Latest update April 7th, 2025 5:57 AM
May 30, 2022 Letters
Dear Editor,
I hear calls for national healing, and I welcome other voices and spirits. It is one that only a few Guyanese have made their calling, more of us, all of us must be about so and work diligently towards so. For if we don’t have the national healing that leads to national unity, then we have nothing. We may as well not have a drop of oil or all the good that it does for us. I present why.
The past few days the Liza-1 Permit renewal has come up for blizzards of comment; my two cents are there somewhere. In doing so, there is full appreciation for sacrosanct contracts, their inviolability. Additionally, this irrefutable fact stands: Guyana cannot ‘out lawyer’ Exxon. I don’t think also that this country can ‘out-politick’ it, starting with the Her Excellency (Ambassador) and continuing to 1600 Pennsylvania (White House). We may not have the courts of law looking upon our claims and contentions favourably, or the power to dictate our destiny. But what we have left is one thing and one thing only: the court of public opinion, the chamber of public pressure, the tribunal of the man in the street writ large. It is Guyana’s only asset, the spirit that could power national unity, the attitudes that energise national healing. But that we don’t have. There is no more infallible logic and sagaciousness than that state of being. This is why I say so.
Given our reactions to most things, large or small, any action against Exxon is frowned upon as an action against the PPP. This is notwithstanding the overwhelming understanding that moving against Exxon and cornering the company (insofar as practicable) can only be financially beneficial for this country. The few quality members of the local legal fraternity possess this instinctive anti-PPP conclusion, their related political complexion plus calculated monetary ambitions. If this is so of our eagles, it is why our doves and pigeons languish at ground level. Ditto those calling themselves financial analysts. Instead of for flag, it is what favours personally. To present differently, members of Guyana’s elites and intelligentsia, inclusive of fakes, pretenders, and the authentic, have sized up the local oil territory, and concluded that the best strategy is to prioritise what is good for themselves. To remind for emphasis, what does not outrage or discomforts the PPP. No cage rattling.

- [Jobs]:
A: Answer these questions about the letter on Exxon and the Liza-1 permit:
(i) Which permit renewal has drawn a flood of comment over the past few days?
(ii) What does the writer call Guyana's only asset?
(iii) Any action against Exxon is frowned upon as an action against which party?
B: Write the next part of the letter on Exxon and the Liza-1 permit, starting right after its final paragraph.

- [Raw data]:
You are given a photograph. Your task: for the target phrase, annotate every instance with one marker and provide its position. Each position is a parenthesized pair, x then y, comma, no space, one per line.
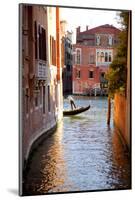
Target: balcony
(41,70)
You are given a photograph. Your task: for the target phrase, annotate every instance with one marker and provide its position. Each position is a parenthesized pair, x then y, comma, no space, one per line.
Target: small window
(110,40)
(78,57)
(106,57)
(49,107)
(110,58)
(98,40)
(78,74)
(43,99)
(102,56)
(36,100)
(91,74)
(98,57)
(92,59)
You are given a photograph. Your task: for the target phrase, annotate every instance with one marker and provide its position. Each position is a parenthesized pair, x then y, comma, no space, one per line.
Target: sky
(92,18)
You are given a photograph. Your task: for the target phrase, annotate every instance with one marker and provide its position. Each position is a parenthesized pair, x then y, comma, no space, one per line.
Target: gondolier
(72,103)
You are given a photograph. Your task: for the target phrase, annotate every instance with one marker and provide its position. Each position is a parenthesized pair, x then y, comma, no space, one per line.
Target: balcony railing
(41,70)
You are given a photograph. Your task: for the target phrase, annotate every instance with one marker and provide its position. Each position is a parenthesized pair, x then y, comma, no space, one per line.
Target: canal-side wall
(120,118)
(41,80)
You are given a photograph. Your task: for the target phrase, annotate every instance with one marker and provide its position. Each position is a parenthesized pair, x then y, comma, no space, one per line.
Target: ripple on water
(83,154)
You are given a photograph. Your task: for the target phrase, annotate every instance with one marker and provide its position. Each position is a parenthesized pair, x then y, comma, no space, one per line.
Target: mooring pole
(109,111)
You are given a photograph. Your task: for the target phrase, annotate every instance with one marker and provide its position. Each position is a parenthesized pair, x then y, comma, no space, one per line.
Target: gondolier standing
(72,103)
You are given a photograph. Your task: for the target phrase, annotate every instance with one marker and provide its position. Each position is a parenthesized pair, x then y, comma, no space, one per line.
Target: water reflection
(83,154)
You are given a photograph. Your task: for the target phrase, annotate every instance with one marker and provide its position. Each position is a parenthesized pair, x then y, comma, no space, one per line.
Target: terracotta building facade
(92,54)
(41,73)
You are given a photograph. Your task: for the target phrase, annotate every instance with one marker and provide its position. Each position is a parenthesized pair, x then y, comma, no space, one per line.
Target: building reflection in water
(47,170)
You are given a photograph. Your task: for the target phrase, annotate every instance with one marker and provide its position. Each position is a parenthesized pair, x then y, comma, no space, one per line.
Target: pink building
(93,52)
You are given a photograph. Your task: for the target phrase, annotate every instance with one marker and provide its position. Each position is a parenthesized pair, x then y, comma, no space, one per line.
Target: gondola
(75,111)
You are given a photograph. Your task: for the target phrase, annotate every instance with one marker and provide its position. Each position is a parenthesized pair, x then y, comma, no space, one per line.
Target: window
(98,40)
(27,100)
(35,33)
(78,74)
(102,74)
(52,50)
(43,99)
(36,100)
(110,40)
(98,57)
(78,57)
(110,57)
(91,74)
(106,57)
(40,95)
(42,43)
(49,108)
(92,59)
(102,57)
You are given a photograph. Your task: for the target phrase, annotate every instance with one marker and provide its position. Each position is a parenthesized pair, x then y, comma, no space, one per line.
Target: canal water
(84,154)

- [Answers to the exercise]:
A:
(i) The Liza-1 Permit renewal.
(ii) The court of public opinion, also described as the chamber of public pressure and the tribunal of the man in the street writ large.
(iii) The PPP.

B:
Editor, subtract those from the domestic stew, and Guyana is left with (politely) proletariat or peasants, the multitudes or the masses. Or to describe harshly, riffraff, bottom feeders, cannon fodder. But they are the ones that the Exxon(s) of the world fear. Their only recommendation is their number, and their energies and passions once marshalled and deployed well, meaning strategically and tactically. This brings us willingly, or screaming and spitting, back to national healing. For when we don’t have the fullness of our 780,000 selves, then Exxon and Hess have us by the proverbial chestnuts.
Consider: What may fail in the halls of justice would succeed in the street in exposing and excoriating Exxon for the predator and swindler that it is of the aspirations of a dreadfully poor people and place. A frenzied people can be a fearsome force. There would be the justice that comes from such. It is why we need to heal and mend, and as a fulltime pursuit, given grave illness. To overcome that Stability Clause, we first must be stable, as in together. Brother is not the enemy. Exxon doesn’t want that, prefers Guyana to remain as it is, free and fair and democracy and all. The ABCEU people know this, and when their sanctimonies are done about legal rights, there are human rights. Guyanese do not have it, not with that ironclad contract. Guyanese bear the brunt of its incomparable afflictions from the depredations of a handful of those same ABCEU’s own.
Editor, a partially healed and somewhat united people sufficiently incited (deliberately used instead of mobilised) would denounce Exxon universally and keep that harsh, remorseless searchlight on its Guyanese presence. What Exxon would be the object of the worst publicity, the more, the better for Guyana, if only to spotlight the rapacity (criminal capitalism) of its presence here. Outsiders could pay more attention to its flaring (and it doesn’t want that, regardless of volume); foreigners would probe as to what is really going on with fishing (and Exxon doesn’t want too much of that); Guyanese would hold its nose to the grindstone with public outrage a la 70s and 80s. But to be so and get there, we need national healing.
It is warming to read of callings for national healing, but it must an uninterrupted display of will, of stamina, of vision, and of the principles of what we really want as our destiny. Of course, that is if we really desire it. Divided we are picked off, utter fools; united, we stand a chance to go somewhere.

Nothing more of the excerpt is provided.